Records shown:

============

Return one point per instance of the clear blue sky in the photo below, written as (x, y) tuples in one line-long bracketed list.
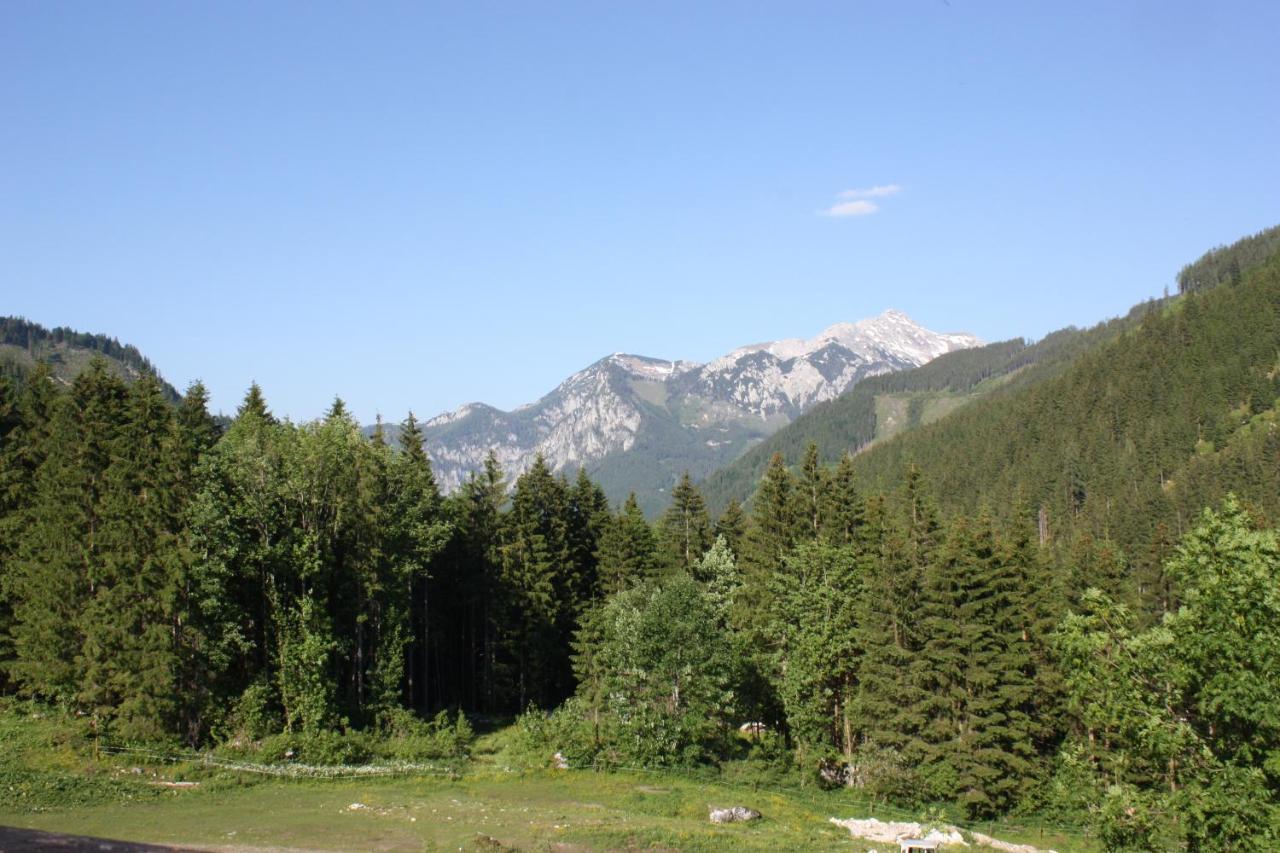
[(421, 205)]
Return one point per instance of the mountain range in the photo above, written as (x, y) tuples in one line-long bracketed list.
[(636, 423)]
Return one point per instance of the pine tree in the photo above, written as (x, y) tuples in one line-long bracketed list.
[(977, 665), (846, 509), (588, 519), (627, 552), (128, 666), (685, 528), (58, 564), (538, 570), (813, 496), (732, 525), (255, 405), (417, 534)]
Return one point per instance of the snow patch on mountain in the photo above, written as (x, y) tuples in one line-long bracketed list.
[(606, 409)]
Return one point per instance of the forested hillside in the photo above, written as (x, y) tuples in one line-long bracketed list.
[(1137, 437), (881, 406), (1059, 600), (23, 345)]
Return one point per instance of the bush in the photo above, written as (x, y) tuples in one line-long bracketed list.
[(567, 730), (254, 715), (410, 738)]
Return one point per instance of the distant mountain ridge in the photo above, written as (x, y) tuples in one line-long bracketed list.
[(635, 423), (23, 345)]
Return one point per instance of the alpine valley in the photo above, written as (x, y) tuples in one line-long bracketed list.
[(636, 423)]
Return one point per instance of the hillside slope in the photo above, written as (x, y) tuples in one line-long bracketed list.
[(23, 345), (636, 423), (885, 406), (1138, 433)]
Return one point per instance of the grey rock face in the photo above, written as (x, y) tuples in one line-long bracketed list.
[(635, 423)]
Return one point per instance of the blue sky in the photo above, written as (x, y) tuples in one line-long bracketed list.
[(419, 205)]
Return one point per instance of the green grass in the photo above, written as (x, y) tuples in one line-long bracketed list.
[(50, 780)]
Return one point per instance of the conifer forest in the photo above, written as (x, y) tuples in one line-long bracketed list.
[(1064, 598)]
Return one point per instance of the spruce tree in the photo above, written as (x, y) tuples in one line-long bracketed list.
[(627, 551), (128, 664), (732, 525), (685, 528), (58, 565)]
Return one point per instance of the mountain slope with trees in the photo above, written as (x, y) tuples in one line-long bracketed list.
[(1057, 600), (67, 352)]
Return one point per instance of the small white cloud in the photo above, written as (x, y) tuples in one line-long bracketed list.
[(858, 201), (873, 192), (860, 208)]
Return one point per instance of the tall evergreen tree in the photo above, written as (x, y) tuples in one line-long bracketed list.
[(627, 551), (732, 525), (685, 528)]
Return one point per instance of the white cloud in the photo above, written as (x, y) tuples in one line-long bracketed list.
[(858, 201), (860, 208), (873, 192)]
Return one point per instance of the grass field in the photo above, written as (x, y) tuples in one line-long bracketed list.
[(49, 781)]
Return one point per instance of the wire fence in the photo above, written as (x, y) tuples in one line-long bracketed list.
[(819, 802)]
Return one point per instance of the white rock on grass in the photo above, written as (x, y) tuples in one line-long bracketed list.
[(890, 831), (734, 815)]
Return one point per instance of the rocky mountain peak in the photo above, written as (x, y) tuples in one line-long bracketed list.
[(638, 422)]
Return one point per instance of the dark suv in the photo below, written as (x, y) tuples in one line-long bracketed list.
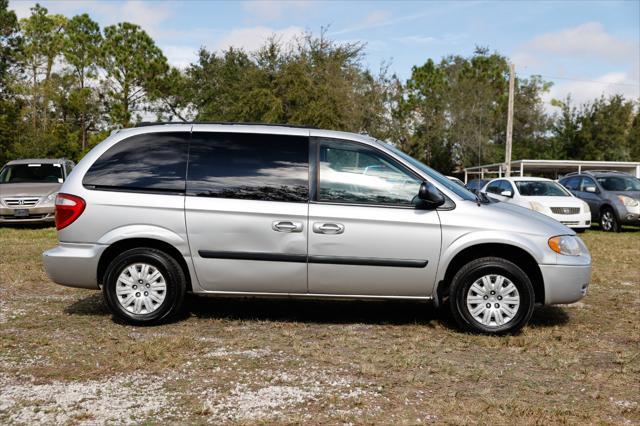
[(614, 197)]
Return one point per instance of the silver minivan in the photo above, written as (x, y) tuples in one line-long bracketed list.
[(154, 212)]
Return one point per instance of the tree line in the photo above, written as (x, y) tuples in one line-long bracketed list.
[(65, 83)]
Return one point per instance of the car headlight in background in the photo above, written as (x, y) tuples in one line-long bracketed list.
[(569, 245), (628, 201), (585, 207), (536, 206), (51, 198)]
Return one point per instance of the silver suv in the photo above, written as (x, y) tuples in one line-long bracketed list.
[(155, 212), (28, 189)]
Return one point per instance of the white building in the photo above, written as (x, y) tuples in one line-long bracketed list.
[(549, 168)]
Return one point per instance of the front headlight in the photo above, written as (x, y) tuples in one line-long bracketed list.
[(628, 201), (537, 206), (569, 245)]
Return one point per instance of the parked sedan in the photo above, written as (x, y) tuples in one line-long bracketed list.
[(544, 196), (614, 197), (28, 189)]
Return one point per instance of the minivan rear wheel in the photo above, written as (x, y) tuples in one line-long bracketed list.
[(491, 295), (144, 286)]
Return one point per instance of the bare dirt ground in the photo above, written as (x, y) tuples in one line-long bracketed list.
[(64, 360)]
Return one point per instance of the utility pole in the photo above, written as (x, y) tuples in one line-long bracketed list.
[(512, 78)]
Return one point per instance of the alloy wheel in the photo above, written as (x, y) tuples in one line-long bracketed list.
[(493, 300), (141, 288)]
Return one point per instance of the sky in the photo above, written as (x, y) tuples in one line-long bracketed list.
[(586, 48)]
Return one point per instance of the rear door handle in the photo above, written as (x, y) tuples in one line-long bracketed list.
[(286, 226), (328, 228)]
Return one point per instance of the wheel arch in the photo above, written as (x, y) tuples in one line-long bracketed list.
[(120, 246), (513, 253)]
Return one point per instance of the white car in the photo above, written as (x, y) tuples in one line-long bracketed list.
[(544, 196)]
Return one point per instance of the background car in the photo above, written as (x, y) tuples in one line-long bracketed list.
[(614, 197), (544, 196), (28, 189), (475, 185)]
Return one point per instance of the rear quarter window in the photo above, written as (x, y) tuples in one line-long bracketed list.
[(151, 162)]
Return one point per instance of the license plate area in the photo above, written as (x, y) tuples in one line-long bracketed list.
[(21, 212)]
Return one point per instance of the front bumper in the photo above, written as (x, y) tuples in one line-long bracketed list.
[(565, 283), (630, 215), (580, 220), (36, 215), (74, 265)]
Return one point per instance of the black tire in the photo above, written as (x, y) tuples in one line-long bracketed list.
[(476, 269), (174, 279), (609, 221)]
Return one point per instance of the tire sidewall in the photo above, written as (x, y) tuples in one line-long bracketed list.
[(615, 226), (174, 282), (506, 269)]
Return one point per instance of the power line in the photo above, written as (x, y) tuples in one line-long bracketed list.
[(583, 80)]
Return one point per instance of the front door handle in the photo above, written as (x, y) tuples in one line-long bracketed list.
[(286, 226), (328, 228)]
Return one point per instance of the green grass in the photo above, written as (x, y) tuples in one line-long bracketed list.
[(270, 361)]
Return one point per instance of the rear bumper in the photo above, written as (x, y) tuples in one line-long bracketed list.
[(74, 265), (565, 284)]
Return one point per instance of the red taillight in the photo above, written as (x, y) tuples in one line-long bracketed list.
[(68, 209)]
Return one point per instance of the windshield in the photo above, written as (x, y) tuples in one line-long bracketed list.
[(537, 188), (31, 173), (619, 183), (441, 179)]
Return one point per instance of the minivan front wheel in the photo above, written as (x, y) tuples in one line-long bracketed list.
[(491, 295), (144, 286)]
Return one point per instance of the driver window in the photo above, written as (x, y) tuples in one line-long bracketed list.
[(494, 187), (354, 173), (586, 182), (505, 186)]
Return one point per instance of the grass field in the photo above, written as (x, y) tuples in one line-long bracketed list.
[(64, 360)]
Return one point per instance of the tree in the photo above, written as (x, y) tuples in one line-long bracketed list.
[(9, 52), (81, 48), (633, 140), (43, 41), (132, 62), (458, 111), (604, 125)]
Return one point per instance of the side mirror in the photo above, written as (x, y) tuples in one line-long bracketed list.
[(430, 196)]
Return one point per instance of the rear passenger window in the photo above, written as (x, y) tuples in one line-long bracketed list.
[(249, 166), (153, 162)]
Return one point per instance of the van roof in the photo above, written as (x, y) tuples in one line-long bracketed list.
[(37, 161), (226, 123)]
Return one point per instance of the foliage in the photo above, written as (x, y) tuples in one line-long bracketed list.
[(65, 83)]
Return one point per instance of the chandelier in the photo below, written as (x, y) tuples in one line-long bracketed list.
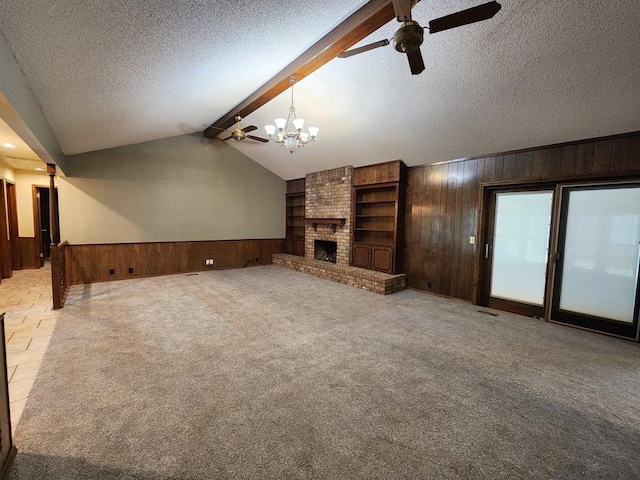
[(289, 132)]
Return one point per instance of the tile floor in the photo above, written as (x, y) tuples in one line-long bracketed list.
[(29, 322)]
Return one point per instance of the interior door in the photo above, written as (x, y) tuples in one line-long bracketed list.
[(596, 279), (516, 251)]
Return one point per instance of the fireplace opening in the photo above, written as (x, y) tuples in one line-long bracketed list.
[(326, 251)]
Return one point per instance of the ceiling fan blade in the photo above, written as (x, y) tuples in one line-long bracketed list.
[(416, 63), (402, 9), (260, 139), (366, 48), (464, 17)]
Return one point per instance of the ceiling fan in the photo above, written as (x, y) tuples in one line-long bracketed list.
[(239, 134), (409, 37)]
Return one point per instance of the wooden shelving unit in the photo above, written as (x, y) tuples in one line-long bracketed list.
[(378, 197), (295, 224)]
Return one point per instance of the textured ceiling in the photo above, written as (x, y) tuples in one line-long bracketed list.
[(121, 72)]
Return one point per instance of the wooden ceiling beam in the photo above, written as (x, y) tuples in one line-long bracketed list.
[(361, 24)]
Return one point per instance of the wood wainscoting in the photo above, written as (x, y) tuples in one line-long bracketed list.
[(444, 203), (106, 262), (29, 253)]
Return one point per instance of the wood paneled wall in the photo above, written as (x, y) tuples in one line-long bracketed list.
[(443, 202), (95, 263)]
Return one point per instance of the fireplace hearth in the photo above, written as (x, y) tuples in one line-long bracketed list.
[(325, 250)]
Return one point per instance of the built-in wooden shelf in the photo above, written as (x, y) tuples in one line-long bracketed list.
[(332, 222)]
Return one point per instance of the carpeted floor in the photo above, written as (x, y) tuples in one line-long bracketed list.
[(267, 373)]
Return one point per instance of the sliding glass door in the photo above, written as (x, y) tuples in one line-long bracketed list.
[(596, 278), (517, 250)]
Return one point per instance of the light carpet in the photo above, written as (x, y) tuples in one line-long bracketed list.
[(268, 373)]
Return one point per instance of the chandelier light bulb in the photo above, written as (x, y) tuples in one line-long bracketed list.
[(289, 132), (313, 131)]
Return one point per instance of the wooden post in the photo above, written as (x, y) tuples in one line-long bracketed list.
[(53, 206)]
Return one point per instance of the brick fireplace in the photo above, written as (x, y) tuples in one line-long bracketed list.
[(328, 197), (329, 218)]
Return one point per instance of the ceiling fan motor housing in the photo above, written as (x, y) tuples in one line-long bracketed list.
[(408, 37), (238, 135)]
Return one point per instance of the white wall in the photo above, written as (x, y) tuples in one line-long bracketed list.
[(6, 172), (176, 189), (21, 110)]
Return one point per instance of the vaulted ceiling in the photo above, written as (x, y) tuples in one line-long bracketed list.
[(121, 72)]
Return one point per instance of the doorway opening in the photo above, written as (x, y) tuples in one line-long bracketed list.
[(42, 222)]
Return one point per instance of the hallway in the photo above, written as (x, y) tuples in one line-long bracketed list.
[(29, 323)]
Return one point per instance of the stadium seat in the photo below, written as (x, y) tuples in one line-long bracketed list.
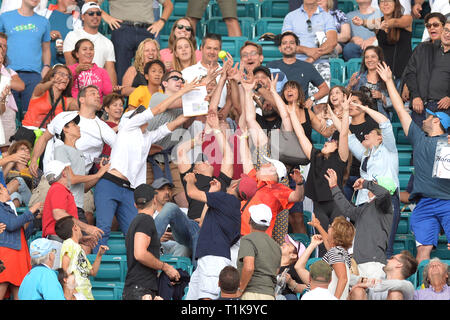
[(274, 8)]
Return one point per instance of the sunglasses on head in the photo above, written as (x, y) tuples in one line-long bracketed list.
[(180, 27), (92, 13)]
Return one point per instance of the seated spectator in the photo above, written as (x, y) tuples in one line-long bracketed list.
[(103, 56), (143, 249), (361, 37), (435, 281), (41, 283), (394, 33), (183, 54), (69, 284), (51, 96), (8, 106), (13, 244), (154, 71), (368, 77), (395, 287), (148, 50), (181, 28), (320, 278), (73, 257), (432, 195), (17, 174), (85, 72), (341, 22)]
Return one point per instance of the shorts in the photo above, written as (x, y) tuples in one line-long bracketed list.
[(176, 179), (204, 283), (427, 218), (196, 8)]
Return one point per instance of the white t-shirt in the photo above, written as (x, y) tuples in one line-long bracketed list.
[(103, 47), (318, 294)]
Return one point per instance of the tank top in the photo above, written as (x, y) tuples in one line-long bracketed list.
[(38, 109)]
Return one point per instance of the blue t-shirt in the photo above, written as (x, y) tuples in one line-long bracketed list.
[(25, 38), (41, 283), (221, 226), (424, 150), (58, 21)]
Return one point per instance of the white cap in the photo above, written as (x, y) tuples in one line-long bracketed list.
[(279, 166), (55, 167), (64, 118), (261, 214), (89, 5)]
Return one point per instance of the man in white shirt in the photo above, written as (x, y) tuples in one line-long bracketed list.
[(114, 192), (104, 56), (319, 278)]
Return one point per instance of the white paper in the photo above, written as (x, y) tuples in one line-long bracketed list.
[(194, 103)]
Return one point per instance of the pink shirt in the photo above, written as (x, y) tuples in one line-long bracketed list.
[(95, 76)]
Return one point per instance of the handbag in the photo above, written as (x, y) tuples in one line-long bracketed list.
[(285, 144)]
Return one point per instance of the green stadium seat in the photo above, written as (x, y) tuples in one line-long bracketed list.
[(274, 8)]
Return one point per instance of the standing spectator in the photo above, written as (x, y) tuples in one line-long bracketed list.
[(143, 249), (317, 31), (154, 71), (228, 8), (13, 244), (432, 195), (8, 117), (394, 32), (320, 278), (27, 33), (361, 37), (259, 257), (182, 28), (103, 56), (427, 77), (148, 50), (436, 282), (73, 257), (86, 72), (297, 70), (341, 22), (395, 287), (41, 283), (134, 24)]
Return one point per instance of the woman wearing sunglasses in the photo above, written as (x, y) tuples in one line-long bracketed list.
[(181, 28)]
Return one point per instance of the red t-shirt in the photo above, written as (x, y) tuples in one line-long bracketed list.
[(58, 197), (274, 195)]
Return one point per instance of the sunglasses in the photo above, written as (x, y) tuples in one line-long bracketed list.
[(92, 13), (176, 78), (434, 25), (181, 27)]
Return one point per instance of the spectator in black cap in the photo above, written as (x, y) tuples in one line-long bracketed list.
[(143, 248)]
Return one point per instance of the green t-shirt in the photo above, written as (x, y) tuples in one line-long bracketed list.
[(267, 255)]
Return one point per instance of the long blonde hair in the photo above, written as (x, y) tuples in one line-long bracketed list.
[(176, 60), (139, 60)]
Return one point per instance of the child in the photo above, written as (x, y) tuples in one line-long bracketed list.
[(337, 241), (73, 258)]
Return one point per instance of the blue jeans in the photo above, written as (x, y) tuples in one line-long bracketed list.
[(111, 199), (184, 230), (31, 79), (126, 40)]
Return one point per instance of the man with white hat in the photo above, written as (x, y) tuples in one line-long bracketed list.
[(104, 56), (259, 257), (41, 283), (59, 203)]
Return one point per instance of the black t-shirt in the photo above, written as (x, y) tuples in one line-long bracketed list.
[(195, 208), (316, 186), (138, 274)]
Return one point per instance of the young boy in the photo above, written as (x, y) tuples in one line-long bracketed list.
[(73, 257)]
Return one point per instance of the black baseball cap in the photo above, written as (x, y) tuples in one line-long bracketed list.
[(143, 194)]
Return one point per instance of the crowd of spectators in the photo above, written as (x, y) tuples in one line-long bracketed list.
[(189, 153)]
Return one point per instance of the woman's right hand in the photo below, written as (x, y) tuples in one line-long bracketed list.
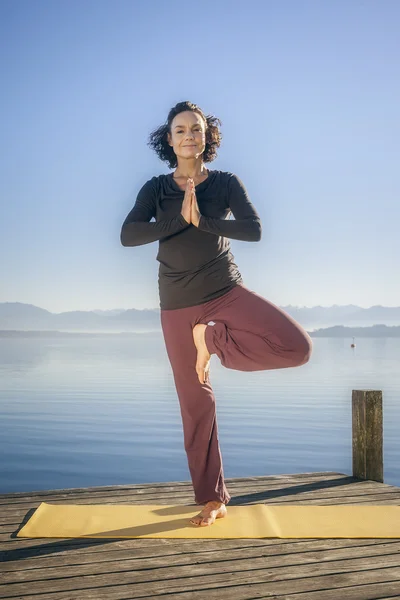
[(187, 201)]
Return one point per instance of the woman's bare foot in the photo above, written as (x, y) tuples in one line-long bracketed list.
[(203, 356), (211, 511)]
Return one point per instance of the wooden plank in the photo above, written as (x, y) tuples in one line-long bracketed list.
[(118, 569), (220, 581), (248, 557), (168, 490), (367, 430), (176, 484)]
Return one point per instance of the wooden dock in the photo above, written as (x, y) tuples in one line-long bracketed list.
[(209, 569), (201, 569)]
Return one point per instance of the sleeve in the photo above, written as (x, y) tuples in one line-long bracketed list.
[(247, 223), (137, 230)]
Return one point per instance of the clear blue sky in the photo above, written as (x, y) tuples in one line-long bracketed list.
[(308, 93)]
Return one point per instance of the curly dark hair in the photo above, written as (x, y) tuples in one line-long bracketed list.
[(158, 140)]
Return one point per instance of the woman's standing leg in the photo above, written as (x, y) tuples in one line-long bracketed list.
[(197, 405)]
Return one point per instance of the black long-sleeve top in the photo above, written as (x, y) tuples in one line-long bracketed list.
[(196, 263)]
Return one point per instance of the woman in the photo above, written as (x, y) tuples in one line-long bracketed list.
[(199, 282)]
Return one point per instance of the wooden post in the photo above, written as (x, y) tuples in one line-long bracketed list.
[(367, 434)]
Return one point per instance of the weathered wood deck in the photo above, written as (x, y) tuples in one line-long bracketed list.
[(320, 569)]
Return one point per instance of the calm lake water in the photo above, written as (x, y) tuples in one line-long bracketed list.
[(80, 412)]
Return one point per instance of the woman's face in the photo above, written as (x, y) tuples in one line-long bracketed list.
[(188, 136)]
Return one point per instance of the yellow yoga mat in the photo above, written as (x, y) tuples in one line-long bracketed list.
[(250, 521)]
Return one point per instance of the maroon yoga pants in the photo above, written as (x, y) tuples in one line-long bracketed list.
[(250, 334)]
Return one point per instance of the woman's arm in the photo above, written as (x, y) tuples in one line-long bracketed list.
[(137, 230), (247, 223)]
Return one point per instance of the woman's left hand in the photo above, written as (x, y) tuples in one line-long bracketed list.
[(195, 214)]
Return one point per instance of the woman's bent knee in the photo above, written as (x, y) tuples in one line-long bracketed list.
[(306, 351)]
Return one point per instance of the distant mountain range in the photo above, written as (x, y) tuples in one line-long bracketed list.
[(335, 321)]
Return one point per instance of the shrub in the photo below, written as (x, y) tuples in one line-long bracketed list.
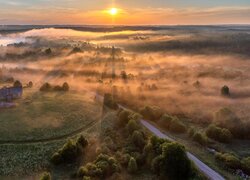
[(219, 134), (17, 84), (123, 118), (152, 113), (65, 86), (173, 163), (229, 160), (200, 138), (165, 120), (46, 87), (30, 84), (225, 91), (138, 139), (191, 132), (132, 126), (48, 51), (109, 101), (46, 176), (177, 126), (70, 151), (103, 166), (132, 166), (246, 164)]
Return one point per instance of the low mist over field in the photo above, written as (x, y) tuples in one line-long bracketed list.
[(173, 58)]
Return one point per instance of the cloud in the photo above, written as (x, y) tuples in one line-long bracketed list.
[(73, 15)]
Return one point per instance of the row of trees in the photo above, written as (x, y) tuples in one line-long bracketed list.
[(48, 87), (231, 161)]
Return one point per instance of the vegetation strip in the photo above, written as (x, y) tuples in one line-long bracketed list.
[(49, 139)]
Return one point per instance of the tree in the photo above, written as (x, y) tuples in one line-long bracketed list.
[(225, 91), (132, 126), (138, 139), (246, 164), (48, 51), (173, 163), (17, 84), (46, 176), (132, 166), (30, 84), (46, 87), (200, 138), (65, 86)]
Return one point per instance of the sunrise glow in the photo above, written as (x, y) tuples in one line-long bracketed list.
[(113, 11)]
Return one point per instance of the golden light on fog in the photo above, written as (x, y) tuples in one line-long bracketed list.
[(113, 11)]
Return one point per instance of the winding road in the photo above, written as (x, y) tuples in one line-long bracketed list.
[(210, 173)]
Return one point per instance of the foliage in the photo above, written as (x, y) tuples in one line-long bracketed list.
[(70, 151), (177, 126), (200, 138), (229, 160), (17, 84), (123, 118), (225, 91), (191, 132), (46, 176), (109, 101), (172, 123), (219, 134), (132, 126), (173, 162), (132, 166), (138, 139), (46, 87), (246, 164), (65, 86), (152, 113), (103, 166)]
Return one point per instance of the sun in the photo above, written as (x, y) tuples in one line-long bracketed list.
[(113, 11)]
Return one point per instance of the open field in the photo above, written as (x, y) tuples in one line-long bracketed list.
[(173, 76)]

============

Exercise task: Copy word for word the lines of the items above, starting at the line containing "Return one point per instance of the blue sky" and ending at the line containing "[(419, 205)]", both included.

Answer in full:
Return one point per instance of the blue sky in the photo above, written as (x, y) tuples in one line-long bracketed list.
[(419, 205)]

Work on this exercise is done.